→ TASK OBJECTIVE: Put the entries below into a two-column CSV with the header row text,answer. Give one row per entry, with the entry's text and its answer each in a single quoted field and any line breaks replaced by spaces.

Position identification records:
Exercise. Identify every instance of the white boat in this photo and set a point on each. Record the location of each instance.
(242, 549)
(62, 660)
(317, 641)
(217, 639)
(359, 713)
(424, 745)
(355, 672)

→ REPLY TO THE TASK:
text,answer
"Exercise. Identify every instance of the white boat in this photo and set a point on each. Record the location of each instance.","(242, 549) (62, 660) (317, 641) (217, 639) (359, 713) (424, 745) (355, 672)"